Translate the sentence "He sent hundreds of slaves back to Isabella." from the passage about Columbus below into Spanish.
[[ Document segment, beginning ]]
Usually, the story is about how King Ferdinand and Queen Isabella gave Columbus three boats to go discover the New World, find a Western sea route to Asia and see just how flat the earth was. The fact that this journey was a bone-crushing failure is seldom discussed.
Although Columbus was aiming for Asia, he hit the Bahamas, then Cuba, then Trinidad, South America, Central America, Panama, many places…but not Asia and not what we call the good ole US of A today.
So, it is on the shores of the Bahamas that Columbus meets up with the kindly indigenous people. According to Zinn: “Arawak men and women, naked, tawny and full of wonder, emerged from their villages onto the island’s beaches and swam out to get a closer look at the strange big boat. When Columbus and his sailors came ashore, carrying swords, speaking oddly, the Arawaks ran to greet them, brought them food, water, gifts.”
So, what do you do when people are kind to you? You mistake it for weakness and enslave them. He sent hundreds of slaves back to Isabella. Those who stayed were controlled by violence and torture.
Another excerpt from Columbus’ log says: ” As soon as I arrived in the Indies, on the first island which I found, I took some of the natives by force in order that they might learn and might give me information of whatever there is in these parts. ”
The man was looking for gold “in these parts.” Asia was his destination and there was plenty of gold and spices, not to mention spaghetti, there. He knew that because Marco Polo brought back tons of it. If Polo could do it, so could he. El Wrongo. Polo went to Asia by land, not by sea. Columbus convinced the Spanish royalty that since the Turks made traveling to Asia by land impossible, sailing across the ocean to Asia would be a piece of cake.
Gold was the objective here. Spain needed it. Columbus promised to get it “by any means necessary.” Now here is the sad part, the native people may not have had horses or mules or swords, but they did have “golden earrings.”
Columbus saw those earrings, assumed that there were hidden gold mines that they didn’t tell him about, kidnapped them, made them prisoners until they gave up the source of the gold. Since they did not know, they were never released.
[[ Document segment, end ]]
[[ Records provided, beginning ]]
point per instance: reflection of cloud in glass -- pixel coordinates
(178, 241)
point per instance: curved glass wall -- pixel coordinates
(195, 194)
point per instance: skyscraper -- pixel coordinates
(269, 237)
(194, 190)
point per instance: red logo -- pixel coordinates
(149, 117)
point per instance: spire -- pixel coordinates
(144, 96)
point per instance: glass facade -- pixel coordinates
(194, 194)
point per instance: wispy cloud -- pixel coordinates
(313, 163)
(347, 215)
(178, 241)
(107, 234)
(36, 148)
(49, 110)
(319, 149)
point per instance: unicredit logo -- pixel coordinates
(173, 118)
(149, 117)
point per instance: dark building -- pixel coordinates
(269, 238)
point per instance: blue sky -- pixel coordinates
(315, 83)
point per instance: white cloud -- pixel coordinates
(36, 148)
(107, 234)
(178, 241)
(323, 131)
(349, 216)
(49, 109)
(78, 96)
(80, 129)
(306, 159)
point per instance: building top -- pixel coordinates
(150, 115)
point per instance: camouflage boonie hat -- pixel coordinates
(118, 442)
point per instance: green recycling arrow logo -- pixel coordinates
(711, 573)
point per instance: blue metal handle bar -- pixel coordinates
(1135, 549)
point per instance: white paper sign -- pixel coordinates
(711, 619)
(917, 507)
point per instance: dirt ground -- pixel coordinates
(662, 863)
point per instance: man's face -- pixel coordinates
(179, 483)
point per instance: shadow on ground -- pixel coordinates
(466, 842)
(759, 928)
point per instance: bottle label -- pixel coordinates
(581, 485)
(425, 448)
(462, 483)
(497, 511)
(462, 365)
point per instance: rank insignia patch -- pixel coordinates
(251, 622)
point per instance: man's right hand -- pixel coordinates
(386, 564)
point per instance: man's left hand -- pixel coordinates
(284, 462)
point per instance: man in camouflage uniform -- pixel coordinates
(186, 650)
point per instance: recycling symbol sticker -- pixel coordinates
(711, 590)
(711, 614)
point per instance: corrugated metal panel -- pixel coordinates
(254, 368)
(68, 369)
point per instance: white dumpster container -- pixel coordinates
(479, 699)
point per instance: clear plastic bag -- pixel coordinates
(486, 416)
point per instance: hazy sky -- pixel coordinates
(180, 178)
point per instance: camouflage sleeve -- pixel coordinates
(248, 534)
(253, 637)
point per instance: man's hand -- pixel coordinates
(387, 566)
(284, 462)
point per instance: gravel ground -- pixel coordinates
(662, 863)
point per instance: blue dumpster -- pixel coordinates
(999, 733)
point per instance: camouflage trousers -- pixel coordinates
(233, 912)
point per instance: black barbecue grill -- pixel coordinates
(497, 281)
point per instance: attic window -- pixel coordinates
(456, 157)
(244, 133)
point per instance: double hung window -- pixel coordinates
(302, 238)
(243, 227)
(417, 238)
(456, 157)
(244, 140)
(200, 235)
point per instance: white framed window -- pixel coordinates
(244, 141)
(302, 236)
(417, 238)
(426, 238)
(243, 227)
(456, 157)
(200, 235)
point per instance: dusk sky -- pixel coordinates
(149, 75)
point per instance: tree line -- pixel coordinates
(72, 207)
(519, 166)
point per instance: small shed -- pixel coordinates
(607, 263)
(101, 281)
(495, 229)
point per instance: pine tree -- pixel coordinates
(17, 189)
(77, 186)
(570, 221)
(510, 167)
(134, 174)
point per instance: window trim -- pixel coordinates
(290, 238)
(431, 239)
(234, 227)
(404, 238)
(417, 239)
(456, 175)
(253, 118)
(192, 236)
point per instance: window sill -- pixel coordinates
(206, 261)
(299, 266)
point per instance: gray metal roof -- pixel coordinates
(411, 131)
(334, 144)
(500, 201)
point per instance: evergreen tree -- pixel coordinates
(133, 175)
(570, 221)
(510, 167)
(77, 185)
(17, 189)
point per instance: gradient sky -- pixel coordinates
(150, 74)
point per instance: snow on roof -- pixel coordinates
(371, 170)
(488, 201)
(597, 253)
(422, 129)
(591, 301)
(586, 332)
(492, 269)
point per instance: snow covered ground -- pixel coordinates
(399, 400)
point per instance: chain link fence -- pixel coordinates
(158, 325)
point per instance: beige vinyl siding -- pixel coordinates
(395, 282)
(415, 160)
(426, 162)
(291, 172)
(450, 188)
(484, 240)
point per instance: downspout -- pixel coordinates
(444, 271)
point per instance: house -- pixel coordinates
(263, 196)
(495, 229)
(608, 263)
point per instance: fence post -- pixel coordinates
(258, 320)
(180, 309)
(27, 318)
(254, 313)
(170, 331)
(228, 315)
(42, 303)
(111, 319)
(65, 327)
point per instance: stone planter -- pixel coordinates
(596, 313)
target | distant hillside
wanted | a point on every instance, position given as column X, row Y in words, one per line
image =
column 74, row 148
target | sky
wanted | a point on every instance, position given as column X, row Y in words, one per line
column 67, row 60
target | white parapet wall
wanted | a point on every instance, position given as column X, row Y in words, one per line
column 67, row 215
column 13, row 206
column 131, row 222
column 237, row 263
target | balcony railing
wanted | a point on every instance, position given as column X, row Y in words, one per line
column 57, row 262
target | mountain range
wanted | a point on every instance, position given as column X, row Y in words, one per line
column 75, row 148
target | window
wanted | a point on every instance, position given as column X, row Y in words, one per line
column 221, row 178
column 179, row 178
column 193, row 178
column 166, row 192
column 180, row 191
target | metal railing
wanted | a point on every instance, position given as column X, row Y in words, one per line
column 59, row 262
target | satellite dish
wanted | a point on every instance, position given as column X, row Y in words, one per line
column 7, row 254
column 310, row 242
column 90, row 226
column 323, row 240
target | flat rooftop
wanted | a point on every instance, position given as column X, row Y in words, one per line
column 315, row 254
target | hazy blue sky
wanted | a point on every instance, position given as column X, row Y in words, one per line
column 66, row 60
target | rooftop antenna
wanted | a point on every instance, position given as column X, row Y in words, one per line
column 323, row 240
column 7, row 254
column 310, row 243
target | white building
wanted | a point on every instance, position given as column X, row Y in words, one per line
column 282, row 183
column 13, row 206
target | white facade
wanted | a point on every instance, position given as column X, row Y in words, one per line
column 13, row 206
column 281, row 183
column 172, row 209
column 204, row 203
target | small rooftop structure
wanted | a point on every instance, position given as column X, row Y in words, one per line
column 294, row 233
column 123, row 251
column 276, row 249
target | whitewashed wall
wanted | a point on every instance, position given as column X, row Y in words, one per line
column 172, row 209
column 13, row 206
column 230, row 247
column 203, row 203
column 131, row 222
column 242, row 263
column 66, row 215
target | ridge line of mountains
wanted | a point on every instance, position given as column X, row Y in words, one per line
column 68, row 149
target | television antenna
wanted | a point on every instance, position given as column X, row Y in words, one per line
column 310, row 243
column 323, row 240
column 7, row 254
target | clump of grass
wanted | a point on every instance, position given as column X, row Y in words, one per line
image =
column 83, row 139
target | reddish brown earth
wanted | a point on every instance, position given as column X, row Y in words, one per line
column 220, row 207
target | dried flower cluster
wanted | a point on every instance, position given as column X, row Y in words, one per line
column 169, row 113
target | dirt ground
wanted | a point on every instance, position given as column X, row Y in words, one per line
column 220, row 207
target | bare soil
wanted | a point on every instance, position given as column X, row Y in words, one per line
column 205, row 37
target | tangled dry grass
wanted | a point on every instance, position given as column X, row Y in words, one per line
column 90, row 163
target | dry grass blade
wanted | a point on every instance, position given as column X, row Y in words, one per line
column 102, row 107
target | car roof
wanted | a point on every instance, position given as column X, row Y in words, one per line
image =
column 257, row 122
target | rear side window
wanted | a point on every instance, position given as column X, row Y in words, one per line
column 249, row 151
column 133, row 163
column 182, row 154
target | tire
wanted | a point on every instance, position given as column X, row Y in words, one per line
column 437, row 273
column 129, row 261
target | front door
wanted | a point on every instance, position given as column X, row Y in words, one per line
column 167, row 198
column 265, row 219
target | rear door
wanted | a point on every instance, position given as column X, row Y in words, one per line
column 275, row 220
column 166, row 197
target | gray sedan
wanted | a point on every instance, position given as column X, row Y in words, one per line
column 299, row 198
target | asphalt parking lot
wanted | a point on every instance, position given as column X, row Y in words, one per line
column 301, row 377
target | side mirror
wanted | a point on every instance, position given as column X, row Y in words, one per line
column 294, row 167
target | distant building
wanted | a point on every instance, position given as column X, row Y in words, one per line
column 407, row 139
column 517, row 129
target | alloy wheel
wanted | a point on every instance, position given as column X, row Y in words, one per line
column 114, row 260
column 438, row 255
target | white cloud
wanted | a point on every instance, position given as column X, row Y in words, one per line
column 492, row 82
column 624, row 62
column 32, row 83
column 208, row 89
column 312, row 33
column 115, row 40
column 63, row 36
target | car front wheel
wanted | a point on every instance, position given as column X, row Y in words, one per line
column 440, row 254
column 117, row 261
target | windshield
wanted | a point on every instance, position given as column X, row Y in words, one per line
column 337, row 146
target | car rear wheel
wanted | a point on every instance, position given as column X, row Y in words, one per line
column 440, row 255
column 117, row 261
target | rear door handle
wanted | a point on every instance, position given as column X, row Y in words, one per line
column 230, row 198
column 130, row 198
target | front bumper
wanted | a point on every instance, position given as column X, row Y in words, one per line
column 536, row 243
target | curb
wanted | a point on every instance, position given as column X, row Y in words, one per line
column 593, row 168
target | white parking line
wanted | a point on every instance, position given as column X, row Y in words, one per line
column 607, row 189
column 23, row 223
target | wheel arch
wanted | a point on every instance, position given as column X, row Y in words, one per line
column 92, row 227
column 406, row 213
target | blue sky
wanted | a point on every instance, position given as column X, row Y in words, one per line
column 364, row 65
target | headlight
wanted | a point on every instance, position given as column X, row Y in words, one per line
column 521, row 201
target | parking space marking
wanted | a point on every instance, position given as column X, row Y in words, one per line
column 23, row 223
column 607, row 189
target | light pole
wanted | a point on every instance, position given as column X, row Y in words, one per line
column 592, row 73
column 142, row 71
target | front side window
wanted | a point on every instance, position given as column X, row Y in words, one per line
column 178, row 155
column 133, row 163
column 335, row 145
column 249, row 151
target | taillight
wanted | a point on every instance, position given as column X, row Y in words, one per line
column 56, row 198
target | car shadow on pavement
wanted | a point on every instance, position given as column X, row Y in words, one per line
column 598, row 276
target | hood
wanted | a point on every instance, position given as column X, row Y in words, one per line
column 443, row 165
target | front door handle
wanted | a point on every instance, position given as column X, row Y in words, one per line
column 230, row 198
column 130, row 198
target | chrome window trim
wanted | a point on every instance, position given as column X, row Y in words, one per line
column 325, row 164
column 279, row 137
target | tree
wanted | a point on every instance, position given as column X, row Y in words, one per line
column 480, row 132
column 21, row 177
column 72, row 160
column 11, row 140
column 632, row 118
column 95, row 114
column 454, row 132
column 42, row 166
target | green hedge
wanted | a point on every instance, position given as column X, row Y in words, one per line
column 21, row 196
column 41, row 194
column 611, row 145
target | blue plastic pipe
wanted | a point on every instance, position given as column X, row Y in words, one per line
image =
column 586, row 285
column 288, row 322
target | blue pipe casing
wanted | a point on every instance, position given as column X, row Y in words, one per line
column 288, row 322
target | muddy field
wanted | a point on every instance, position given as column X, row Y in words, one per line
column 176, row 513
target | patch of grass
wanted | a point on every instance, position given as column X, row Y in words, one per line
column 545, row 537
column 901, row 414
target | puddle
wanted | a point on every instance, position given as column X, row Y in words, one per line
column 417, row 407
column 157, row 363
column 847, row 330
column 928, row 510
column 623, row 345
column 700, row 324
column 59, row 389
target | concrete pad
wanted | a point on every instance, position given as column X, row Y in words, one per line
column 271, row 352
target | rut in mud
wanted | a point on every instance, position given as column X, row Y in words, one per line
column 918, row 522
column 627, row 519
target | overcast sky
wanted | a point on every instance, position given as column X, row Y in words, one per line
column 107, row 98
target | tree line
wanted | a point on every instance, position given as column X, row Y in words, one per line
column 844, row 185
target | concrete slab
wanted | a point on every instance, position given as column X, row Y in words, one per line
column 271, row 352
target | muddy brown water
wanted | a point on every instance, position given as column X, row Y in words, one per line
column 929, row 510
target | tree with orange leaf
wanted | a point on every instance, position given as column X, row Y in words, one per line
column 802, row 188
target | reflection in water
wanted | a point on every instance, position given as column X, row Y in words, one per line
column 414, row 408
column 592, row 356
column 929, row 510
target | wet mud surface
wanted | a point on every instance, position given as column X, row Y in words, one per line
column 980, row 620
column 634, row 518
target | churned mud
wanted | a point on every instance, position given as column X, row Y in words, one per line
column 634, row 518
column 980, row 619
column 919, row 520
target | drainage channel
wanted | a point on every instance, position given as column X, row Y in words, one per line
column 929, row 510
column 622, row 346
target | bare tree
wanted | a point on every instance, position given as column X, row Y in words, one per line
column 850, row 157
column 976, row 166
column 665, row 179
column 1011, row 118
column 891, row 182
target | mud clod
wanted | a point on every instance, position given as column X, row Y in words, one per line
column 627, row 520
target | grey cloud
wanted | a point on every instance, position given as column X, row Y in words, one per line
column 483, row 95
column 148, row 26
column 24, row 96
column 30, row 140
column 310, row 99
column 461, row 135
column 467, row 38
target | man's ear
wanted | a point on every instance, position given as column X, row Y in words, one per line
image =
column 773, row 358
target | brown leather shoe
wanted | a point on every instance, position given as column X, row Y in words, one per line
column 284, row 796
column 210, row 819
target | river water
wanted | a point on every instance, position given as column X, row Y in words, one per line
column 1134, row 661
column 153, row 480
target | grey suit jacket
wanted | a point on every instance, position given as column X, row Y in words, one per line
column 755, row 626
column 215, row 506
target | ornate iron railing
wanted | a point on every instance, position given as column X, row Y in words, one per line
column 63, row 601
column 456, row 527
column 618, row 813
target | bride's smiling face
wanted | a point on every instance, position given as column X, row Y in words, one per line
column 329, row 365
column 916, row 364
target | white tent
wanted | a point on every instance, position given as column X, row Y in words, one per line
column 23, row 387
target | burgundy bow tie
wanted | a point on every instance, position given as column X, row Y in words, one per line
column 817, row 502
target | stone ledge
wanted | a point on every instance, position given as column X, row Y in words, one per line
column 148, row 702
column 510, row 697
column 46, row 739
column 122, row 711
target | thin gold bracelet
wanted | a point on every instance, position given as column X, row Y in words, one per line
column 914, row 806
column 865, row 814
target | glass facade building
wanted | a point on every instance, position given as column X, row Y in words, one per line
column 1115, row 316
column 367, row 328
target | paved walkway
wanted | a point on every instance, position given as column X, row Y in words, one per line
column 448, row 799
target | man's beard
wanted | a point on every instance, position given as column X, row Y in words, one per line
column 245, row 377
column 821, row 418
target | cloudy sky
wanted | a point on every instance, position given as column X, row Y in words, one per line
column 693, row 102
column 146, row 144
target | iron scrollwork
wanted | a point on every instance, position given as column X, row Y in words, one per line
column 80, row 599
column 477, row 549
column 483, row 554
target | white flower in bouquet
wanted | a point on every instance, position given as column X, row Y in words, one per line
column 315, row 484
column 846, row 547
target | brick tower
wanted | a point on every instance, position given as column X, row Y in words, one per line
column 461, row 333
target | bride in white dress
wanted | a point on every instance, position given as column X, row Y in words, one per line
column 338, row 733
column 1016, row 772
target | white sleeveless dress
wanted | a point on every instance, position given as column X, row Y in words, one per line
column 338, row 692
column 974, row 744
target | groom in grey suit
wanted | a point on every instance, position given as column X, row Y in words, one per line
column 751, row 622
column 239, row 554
[[ Records provided, end ]]
Result for this task: Envió cientos de esclavos de vuelta a Isabel.